* Description of the task:
Swap "top-left corner" for "upper-left corner" in the data lines running from the one containing "trace the outline of every instance of the shower" through the end of the data, both ends included, leaving all else unchanged. Return only those lines.

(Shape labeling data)
★ ★ ★ ★ ★ ★ ★
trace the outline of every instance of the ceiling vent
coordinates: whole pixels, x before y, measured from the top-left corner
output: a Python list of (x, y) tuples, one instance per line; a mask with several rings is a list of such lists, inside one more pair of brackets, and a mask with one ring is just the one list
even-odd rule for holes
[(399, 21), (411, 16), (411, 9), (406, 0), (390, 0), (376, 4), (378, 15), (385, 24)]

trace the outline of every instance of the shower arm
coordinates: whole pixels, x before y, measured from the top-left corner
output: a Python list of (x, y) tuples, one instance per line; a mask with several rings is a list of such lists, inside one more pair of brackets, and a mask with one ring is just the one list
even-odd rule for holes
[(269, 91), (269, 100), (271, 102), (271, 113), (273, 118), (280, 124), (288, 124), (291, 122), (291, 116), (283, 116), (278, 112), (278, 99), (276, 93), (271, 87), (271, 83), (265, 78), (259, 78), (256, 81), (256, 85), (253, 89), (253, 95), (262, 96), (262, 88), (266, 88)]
★ ★ ★ ★ ★ ★ ★
* Exercise answer:
trace the outline of every instance of the shower arm
coordinates: whole pixels, x before y, measured from the upper-left corner
output: a Python list of (x, y) tuples, one instance per line; a mask with several rings is a list of such lists, inside one more pair of brackets, and a mask with one ring is just the one list
even-odd rule for holes
[(269, 91), (269, 100), (271, 102), (271, 113), (273, 118), (280, 124), (288, 124), (291, 122), (291, 116), (283, 116), (278, 112), (278, 99), (276, 93), (271, 87), (271, 83), (265, 78), (259, 78), (256, 81), (256, 85), (253, 89), (253, 95), (262, 96), (262, 88), (266, 88)]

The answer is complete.